- **FRAGMENTO DE ORIGEN**:
------------------------------------

Villanueva de los Infantes y Torre Juan Abad: omnipresente Quevedo

Villanueva de los Infantes

Villanueva de los Infantes y Torre Juan Abad: omnipresente Quevedo.

Desde Manzanares a Villanueva de los Infantes, que es otro lugar de la Mancha, y uno de los Pueblos Bonitos de España, tardé 43 minutos. Allí me debía esperar el hotelero de “La Morada de Juan Vargas” que me ofrecía en un palacete del S. XVI, remozado, en calle Cervantes, una habitación balconada con banderas izadas.

Estacionado el coche frente a la Alhóndiga, andando, recorrí al bies la Plaza Mayor: atrás quedaba la Iglesia Parroquial San Andrés, el Ayuntamiento en un edificio alargado a la derecha y cuatro esculturas de Juan Antonio Giraldo, inauguradas en 1966, que en silencio de bronce recordaban sonetos de Miguel de Cervantes: a Don Quijote: “Tu que imitaste la llorosa vida, Que tuve ausente, y desdeñado sobre / El gran ribaço de la peña probe….”; a Sancho Panza: “Salve varón famoso, a quien fortuna / Quando en el trato escuderil te puso…”; a Rozinante: “Soy Rozinante el famo / Bisnieto del gran Babie…”; mientras que el rucio pardo ni tenía una paja de verso ni una cebada de estrofa en el Prólogo del famoso libro.

El hotelero no estaba a esas horas para atenderme. Sin un mapa del sitio y advertido de la sede de la Oficina de Información y Turismo caminé bajo aleros de casas antiguas, nobles, de dos plantas, con escaparates de pastelerías, tiendas de regalos, restaurantes y sedes bancarias hasta localizarla en el Museo de Arte Contemporáneo “El Mercado”.

Llamativa la reconstrucción interior de la planta alta del Museo con materiales duraderos, que alojaba una exposición temporal de fotografía y una permanente que tenía obra colgada de artistas españoles reconocidos. Estaba iniciando el Museo la aventura de dar hueco en sus muros a Genovés, Úrculo, Plensa, Uslé, Valdés, Barceló… Allí se prometía pintura de actualidad como había hecho su vecina y afamada Cuenca desde dos fundaciones.

La atención de la señora de la oficina fue amable en el trato y aleccionadora en los recorridos. Me propuso un itinerario que pude cumplir casi en su totalidad. Tuvo gentileza en disuadirme de la visita de la celda de Quevedo en esa mañana porque se había lesionado fortuitamente la encargada municipal. Así que la pospuse para el día siguiente.

Y ya se sabe que en estos pueblos de iglesias y de escasos monumentos no andan sobrados de personal: los curas decían misas en varios pueblos de la comarca y los templos se abrían y cerraban según las funciones religiosas. Los conventos solían ser de clausura y las iglesias de los monasterios solo permitían el acceso durante los oficios.

Esta situación me obligó a circular deprisa sobre mis pasos para visitar la Iglesia Parroquial de San Andrés, que con símbolo parlante estaba embocado en una hornacina bajo un arco de medio punto mirando a los transeúntes al sur de la Plaza Mayor. Cuatro cuerpos levantaba la Torre de Campanas, cuadrada: edificio imponente para iglesia de una nave, crucero y presbiterio.

------------------------------------

- **DATOS PROPORCIONADOS**:
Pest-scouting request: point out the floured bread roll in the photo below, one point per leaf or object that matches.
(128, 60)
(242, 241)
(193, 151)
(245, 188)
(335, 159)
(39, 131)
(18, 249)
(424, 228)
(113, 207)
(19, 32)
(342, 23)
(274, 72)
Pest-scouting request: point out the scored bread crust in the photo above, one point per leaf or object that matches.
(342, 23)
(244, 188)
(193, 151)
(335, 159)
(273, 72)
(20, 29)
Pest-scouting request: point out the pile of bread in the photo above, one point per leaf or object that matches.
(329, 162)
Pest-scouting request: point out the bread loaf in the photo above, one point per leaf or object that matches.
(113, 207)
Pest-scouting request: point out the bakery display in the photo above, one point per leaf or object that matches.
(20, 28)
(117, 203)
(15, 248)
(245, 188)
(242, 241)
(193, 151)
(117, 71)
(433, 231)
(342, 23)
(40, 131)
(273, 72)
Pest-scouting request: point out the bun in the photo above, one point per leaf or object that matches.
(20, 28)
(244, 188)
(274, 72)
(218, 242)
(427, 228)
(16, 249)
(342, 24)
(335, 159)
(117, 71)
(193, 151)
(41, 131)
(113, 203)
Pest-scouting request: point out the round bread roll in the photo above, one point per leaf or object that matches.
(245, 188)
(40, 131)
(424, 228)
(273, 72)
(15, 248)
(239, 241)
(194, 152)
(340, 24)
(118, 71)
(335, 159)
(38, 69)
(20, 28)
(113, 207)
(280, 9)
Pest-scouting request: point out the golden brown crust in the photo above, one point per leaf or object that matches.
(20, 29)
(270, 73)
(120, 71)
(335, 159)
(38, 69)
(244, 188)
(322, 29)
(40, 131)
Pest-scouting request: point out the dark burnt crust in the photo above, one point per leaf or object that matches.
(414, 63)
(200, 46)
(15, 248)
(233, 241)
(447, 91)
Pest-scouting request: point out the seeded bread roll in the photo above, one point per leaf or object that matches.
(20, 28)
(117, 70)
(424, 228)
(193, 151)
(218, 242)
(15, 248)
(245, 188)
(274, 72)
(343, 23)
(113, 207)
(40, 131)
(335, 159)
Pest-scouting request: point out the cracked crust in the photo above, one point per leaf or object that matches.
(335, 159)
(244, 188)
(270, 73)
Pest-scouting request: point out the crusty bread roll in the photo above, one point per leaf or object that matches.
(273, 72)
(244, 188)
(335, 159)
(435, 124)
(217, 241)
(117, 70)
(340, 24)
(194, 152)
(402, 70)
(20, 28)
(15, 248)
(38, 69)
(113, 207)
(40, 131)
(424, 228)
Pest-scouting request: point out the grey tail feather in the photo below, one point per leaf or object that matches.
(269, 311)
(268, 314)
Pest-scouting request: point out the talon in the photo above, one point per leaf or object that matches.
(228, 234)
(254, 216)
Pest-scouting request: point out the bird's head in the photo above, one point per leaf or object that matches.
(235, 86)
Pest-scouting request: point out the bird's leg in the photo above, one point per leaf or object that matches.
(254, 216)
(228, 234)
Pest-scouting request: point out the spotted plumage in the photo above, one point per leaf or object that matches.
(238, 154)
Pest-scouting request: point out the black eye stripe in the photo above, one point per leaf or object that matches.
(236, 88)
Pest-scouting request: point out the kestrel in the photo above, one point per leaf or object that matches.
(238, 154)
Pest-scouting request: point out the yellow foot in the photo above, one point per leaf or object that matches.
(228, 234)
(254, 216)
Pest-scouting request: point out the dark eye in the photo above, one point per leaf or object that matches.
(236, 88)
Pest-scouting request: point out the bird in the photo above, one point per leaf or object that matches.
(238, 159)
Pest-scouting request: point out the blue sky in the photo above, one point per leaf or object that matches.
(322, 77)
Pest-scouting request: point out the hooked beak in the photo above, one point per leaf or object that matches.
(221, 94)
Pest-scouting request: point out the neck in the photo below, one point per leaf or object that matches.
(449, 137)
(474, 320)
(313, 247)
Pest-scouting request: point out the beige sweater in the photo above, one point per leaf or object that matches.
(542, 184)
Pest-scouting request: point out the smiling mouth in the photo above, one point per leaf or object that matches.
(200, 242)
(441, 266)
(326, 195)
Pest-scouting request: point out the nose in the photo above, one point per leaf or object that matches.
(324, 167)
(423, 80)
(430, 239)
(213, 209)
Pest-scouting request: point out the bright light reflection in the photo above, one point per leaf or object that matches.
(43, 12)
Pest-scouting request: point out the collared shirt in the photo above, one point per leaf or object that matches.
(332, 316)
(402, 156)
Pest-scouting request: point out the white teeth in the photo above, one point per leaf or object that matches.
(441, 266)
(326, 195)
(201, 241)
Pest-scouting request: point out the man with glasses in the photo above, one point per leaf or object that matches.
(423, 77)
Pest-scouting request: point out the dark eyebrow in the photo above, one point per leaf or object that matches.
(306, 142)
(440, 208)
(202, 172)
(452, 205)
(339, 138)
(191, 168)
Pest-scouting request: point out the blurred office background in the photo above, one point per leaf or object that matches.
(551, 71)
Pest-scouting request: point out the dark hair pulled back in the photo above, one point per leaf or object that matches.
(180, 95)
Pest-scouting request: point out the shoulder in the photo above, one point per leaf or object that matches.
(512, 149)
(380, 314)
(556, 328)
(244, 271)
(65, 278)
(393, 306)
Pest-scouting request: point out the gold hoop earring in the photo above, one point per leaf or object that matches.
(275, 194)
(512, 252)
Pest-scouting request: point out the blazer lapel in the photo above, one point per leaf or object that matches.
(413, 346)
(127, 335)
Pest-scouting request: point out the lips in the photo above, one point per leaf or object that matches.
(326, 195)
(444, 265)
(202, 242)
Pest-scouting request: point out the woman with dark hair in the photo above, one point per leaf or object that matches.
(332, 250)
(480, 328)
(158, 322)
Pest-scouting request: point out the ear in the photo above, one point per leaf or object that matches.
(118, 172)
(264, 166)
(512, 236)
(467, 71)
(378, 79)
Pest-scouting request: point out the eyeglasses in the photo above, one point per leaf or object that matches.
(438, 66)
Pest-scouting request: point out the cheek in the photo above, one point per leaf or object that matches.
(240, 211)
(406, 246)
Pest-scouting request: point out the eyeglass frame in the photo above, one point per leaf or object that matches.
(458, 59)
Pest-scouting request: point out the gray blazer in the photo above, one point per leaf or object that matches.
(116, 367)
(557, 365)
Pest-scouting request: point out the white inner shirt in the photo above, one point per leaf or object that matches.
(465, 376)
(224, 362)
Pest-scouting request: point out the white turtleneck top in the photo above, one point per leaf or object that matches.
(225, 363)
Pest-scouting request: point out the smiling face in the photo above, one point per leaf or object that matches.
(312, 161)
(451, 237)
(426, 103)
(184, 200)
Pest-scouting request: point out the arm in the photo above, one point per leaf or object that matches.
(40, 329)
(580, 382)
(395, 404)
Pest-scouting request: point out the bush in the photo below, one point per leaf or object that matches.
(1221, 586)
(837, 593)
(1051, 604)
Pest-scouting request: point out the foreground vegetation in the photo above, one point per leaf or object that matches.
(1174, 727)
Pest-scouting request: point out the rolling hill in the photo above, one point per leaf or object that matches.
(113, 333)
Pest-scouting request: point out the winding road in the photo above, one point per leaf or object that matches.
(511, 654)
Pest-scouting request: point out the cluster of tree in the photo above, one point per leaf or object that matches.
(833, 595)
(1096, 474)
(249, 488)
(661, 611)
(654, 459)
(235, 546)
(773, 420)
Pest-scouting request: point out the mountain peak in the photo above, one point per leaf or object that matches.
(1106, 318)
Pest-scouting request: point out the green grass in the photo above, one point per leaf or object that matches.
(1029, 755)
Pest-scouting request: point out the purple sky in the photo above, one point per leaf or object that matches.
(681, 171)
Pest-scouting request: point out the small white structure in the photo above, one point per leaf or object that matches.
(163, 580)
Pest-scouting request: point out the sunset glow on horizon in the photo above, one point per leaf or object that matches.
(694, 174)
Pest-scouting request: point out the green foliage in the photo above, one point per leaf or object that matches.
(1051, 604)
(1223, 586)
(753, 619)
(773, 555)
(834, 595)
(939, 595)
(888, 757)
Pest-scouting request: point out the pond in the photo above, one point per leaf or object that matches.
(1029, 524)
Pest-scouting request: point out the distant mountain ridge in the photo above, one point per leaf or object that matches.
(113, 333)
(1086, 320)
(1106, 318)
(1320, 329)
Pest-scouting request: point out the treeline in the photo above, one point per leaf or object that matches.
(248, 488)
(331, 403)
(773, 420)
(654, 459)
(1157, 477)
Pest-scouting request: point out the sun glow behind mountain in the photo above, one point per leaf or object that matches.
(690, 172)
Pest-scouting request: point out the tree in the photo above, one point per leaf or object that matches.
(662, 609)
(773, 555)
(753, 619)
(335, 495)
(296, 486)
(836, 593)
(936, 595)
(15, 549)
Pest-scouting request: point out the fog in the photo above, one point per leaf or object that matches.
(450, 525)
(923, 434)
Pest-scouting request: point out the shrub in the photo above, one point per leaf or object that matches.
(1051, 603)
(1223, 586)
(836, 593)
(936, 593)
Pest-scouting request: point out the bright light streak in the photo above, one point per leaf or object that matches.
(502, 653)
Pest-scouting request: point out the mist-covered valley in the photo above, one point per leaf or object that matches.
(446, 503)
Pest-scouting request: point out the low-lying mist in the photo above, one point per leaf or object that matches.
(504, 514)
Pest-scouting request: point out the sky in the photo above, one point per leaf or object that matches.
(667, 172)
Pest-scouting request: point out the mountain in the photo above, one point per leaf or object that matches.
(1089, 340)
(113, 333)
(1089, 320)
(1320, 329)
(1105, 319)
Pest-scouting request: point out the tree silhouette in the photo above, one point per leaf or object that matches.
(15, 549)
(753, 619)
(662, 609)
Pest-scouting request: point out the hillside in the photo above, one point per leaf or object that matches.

------------------------------------

- **PROBLEMA PLANTEADO**:
Contesta según el fragmento:
1. ¿Cuánto duró el trayecto de Manzanares a Villanueva de los Infantes?
2. ¿En qué año se inauguraron las cuatro esculturas de Juan Antonio Giraldo?
3. ¿En qué edificio estaba la Oficina de Información y Turismo?
Los datos no tienen nada que ver con el fragmento.

- **SOLUCIÓN**:
1. 43 minutos.
2. En 1966.
3. En el Museo de Arte Contemporáneo "El Mercado".